- **The request**:
Please count the lines in the listing below that contain the string "hand", matching case exactly. Reply with only the number.

-- START --

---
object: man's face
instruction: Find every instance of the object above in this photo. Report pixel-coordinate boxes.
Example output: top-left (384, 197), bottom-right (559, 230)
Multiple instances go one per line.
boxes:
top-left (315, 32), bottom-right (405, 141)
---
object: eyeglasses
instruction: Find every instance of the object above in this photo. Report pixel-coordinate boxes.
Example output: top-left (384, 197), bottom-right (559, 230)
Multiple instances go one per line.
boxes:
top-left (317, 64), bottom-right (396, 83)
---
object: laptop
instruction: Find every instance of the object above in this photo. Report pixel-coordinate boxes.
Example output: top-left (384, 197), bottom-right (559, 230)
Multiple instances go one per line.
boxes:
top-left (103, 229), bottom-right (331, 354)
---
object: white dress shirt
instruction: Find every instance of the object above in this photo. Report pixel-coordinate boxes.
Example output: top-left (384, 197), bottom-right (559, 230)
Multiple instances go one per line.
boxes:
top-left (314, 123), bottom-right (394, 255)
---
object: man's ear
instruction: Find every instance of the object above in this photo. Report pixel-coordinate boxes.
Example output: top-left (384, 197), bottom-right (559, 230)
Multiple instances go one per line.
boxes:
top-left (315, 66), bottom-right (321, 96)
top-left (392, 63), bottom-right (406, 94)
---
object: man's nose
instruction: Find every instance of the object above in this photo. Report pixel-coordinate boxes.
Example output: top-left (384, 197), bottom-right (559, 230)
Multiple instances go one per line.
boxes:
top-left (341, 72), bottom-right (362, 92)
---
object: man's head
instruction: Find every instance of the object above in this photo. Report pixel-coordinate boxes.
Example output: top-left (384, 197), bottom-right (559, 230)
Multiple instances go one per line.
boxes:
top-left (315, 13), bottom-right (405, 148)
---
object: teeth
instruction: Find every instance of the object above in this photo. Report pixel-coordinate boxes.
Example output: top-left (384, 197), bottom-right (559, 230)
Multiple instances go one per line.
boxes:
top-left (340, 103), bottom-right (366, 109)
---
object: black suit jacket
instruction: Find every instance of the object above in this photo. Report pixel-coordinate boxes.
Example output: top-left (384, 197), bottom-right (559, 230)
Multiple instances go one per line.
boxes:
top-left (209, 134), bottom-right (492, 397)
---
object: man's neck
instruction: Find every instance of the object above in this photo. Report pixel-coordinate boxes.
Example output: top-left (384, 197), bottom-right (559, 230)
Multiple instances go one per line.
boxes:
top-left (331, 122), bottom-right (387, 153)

-- END --
-- START --

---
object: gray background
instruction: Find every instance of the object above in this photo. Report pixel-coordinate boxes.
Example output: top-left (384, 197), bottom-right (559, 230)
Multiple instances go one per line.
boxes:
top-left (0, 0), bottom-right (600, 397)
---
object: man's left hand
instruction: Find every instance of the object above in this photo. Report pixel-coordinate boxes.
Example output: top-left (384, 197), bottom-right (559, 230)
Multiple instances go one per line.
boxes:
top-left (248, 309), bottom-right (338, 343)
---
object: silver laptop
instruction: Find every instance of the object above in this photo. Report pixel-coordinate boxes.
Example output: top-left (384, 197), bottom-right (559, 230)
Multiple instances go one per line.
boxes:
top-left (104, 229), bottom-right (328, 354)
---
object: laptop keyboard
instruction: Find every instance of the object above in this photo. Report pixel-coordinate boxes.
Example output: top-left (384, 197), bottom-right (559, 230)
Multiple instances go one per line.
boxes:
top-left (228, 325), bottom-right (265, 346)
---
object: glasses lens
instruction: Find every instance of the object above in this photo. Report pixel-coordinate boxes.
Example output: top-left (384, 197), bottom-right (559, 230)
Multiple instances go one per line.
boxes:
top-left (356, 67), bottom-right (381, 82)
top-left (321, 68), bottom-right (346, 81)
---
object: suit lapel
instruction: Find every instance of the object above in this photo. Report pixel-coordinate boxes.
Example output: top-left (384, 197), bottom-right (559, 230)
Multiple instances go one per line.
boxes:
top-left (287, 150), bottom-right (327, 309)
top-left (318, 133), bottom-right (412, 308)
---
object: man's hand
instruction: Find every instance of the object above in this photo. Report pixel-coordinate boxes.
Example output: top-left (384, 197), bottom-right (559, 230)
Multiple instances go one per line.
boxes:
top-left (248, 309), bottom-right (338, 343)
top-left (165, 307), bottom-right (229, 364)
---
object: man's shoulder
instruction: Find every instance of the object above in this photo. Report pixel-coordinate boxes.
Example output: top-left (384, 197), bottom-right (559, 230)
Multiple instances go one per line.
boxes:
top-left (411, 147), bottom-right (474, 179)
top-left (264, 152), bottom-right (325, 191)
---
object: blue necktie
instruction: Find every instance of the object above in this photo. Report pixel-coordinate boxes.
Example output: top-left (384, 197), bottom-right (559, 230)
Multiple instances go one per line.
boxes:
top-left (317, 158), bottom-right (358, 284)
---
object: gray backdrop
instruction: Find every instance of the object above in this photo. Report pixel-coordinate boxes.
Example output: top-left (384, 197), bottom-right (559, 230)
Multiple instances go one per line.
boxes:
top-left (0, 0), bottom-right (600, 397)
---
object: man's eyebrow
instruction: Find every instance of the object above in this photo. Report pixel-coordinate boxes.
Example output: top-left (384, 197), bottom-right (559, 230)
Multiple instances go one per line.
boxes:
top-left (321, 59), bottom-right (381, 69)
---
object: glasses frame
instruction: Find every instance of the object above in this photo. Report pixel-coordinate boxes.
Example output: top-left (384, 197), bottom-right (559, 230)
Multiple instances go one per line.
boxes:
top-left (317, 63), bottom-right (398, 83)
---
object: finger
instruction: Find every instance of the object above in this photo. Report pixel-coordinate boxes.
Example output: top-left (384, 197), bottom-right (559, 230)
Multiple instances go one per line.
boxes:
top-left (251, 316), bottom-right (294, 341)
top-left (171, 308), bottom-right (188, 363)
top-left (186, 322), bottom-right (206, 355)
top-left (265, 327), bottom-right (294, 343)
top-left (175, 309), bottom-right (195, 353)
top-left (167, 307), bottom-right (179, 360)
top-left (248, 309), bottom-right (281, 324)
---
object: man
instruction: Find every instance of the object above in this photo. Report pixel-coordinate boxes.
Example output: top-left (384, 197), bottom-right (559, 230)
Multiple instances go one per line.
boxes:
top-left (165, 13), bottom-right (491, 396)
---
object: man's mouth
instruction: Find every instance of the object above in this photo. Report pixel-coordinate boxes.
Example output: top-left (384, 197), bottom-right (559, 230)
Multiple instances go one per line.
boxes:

-- END --
-- START --

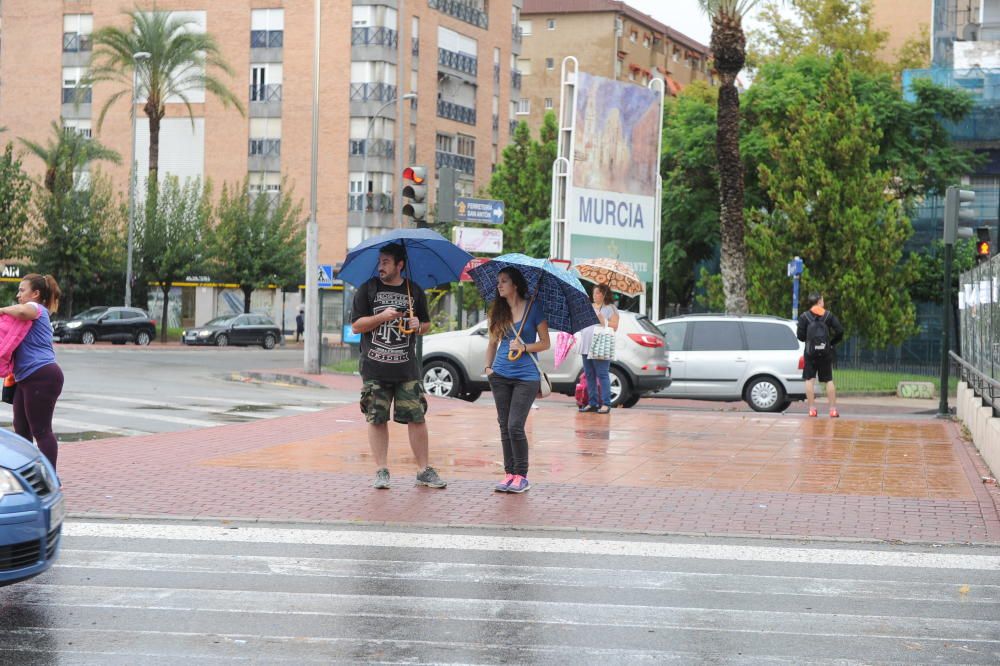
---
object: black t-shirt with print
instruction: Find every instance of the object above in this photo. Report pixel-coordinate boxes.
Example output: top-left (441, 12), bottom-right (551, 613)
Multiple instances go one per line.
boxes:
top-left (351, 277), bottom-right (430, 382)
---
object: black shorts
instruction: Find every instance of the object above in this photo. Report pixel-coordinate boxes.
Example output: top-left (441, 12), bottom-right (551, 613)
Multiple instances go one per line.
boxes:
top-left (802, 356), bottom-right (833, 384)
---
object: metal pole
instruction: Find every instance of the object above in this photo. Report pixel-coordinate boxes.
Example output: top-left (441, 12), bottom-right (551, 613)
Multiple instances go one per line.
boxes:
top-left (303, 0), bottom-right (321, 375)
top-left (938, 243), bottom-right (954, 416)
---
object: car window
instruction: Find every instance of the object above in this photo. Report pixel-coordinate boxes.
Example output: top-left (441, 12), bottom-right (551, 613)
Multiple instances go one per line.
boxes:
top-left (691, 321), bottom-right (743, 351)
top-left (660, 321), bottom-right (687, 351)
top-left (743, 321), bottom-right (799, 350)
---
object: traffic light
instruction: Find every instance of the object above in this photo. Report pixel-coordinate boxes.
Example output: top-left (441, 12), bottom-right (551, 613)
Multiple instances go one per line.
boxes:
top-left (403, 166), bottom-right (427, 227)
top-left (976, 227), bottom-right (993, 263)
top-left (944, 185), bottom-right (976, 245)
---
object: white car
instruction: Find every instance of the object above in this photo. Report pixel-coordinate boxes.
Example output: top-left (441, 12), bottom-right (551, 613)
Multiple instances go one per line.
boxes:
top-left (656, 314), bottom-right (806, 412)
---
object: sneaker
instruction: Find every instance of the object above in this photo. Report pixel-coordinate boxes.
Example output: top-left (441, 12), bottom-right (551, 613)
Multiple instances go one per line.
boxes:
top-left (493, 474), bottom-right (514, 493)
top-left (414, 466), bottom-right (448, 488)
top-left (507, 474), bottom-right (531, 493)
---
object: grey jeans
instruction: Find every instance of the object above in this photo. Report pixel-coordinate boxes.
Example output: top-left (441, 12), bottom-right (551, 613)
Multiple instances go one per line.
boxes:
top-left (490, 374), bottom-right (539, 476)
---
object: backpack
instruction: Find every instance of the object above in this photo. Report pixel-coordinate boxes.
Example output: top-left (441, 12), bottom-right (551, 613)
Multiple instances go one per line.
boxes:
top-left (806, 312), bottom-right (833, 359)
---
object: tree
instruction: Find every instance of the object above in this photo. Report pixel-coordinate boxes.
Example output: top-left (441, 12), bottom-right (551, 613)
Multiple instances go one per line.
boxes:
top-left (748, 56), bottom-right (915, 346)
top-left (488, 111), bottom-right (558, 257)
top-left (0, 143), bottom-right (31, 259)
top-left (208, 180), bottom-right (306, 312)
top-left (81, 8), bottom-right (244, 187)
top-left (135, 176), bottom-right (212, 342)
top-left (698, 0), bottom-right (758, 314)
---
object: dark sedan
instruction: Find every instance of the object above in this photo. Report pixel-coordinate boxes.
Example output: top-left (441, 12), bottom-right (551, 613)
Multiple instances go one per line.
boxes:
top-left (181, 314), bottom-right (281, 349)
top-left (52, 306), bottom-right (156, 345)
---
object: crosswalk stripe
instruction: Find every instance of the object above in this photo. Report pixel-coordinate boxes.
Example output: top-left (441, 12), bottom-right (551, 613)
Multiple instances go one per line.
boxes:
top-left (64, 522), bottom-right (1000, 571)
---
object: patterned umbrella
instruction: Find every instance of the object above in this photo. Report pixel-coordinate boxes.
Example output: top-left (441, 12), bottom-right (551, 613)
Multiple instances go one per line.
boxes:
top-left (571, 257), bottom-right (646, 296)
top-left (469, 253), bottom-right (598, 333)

-- END --

- **Reply to the task**:
2